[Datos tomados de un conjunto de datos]
════════════════

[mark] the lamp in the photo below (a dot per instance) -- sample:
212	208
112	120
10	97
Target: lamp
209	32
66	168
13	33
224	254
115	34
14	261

════════════════

Por favor, reproduce todos los datos de arriba sin cambiar nada.

Solución del ejercicio:
[mark] the lamp in the photo below (a dot per instance) -- sample:
212	208
112	120
10	97
Target: lamp
209	32
66	168
13	33
224	254
115	34
14	261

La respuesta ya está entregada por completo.